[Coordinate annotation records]
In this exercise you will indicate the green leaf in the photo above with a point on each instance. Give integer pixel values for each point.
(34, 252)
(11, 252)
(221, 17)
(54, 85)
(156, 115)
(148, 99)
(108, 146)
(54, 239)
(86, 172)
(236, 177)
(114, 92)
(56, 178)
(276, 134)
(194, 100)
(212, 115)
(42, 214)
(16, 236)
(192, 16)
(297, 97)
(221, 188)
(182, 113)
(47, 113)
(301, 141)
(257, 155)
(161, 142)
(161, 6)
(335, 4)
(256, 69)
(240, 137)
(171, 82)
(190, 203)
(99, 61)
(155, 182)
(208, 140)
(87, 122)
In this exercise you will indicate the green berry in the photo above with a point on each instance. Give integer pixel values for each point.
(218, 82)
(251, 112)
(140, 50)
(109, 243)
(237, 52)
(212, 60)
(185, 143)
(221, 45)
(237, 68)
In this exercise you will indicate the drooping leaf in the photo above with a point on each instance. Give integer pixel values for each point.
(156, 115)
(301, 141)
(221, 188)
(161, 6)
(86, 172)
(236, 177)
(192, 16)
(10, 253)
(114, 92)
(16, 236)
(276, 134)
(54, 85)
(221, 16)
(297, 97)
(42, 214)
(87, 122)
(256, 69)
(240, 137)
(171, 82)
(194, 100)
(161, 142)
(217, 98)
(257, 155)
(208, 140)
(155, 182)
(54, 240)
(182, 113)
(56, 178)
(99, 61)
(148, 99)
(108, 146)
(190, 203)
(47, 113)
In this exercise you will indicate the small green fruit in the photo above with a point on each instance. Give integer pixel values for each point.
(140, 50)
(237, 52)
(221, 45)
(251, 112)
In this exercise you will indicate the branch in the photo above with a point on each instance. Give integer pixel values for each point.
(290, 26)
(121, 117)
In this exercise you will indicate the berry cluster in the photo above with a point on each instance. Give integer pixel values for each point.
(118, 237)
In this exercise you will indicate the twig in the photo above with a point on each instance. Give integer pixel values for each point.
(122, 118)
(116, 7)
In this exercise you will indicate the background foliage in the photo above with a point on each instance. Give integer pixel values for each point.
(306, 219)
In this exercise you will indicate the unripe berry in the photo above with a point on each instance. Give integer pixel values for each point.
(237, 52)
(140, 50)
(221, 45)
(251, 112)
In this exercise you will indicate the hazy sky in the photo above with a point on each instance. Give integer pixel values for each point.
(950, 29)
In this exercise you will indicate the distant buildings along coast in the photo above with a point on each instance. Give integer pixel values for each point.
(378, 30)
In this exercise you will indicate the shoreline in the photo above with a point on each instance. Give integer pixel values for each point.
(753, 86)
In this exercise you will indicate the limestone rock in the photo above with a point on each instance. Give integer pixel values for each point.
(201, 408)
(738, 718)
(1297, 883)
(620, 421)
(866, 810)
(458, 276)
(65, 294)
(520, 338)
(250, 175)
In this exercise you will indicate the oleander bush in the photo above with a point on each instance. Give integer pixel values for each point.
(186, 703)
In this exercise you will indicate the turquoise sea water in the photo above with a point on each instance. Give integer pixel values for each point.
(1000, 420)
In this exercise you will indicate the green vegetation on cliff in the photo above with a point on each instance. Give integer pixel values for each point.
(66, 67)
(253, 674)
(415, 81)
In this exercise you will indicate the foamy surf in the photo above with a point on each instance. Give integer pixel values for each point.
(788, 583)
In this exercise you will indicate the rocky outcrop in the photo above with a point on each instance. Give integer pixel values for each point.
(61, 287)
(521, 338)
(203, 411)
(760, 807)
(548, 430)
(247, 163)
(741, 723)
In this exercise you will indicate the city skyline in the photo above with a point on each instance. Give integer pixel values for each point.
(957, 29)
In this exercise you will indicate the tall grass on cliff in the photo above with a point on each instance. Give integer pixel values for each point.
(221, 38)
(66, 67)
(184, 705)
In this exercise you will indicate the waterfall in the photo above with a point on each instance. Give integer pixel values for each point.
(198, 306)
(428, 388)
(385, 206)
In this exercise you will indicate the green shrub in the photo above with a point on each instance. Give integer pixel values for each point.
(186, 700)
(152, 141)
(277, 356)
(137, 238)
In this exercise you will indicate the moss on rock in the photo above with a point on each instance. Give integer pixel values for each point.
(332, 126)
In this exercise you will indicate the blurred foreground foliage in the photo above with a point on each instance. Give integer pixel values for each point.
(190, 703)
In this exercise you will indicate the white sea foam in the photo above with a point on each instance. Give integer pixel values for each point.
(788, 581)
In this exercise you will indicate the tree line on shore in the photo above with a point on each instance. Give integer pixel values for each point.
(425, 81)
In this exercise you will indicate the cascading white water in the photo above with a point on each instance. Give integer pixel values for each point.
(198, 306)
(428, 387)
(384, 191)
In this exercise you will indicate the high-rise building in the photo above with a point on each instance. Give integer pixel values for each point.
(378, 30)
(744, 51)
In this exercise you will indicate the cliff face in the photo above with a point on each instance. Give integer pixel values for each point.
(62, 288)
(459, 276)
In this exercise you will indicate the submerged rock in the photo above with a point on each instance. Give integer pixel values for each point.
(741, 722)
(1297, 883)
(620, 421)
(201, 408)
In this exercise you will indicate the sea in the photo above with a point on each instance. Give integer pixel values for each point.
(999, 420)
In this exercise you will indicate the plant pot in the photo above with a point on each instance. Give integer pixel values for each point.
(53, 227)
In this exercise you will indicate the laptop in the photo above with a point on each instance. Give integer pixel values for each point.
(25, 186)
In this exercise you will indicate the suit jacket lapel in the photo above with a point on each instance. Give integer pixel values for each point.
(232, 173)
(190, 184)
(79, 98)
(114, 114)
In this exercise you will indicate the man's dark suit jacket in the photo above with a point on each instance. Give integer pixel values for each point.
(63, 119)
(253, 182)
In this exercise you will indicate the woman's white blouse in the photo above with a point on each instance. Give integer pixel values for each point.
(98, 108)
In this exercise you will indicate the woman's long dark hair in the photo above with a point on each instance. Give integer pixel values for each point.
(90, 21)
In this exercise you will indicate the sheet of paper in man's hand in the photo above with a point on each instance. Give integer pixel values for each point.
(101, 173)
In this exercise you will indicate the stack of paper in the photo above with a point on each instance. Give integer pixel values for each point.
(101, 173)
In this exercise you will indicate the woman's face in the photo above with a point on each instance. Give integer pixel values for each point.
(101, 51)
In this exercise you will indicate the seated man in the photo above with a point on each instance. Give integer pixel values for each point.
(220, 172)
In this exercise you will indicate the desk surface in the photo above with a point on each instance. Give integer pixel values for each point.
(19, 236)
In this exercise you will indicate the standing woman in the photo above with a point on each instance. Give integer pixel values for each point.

(WORK TO COMPLETE)
Find the line with "In this exercise you will indicate the woman's face" in the listing above, then write out that line and each remaining line exactly, with no other text.

(EXERCISE RESPONSE)
In this exercise you will indicate the woman's face in the photo above with a point on each instance. Give integer pixel values for each point.
(101, 51)
In this exercise you will indicate the seated man in the photo above with a point on each instance. Give integer pixel values for each point.
(220, 172)
In this exercise you will indicate the desk surface in the photo above with a point on each instance. Give integer pixel values for each point.
(19, 236)
In this exercise you will indicate the standing woman in the photo above with a point on each instance. Give integer pixel values for each point.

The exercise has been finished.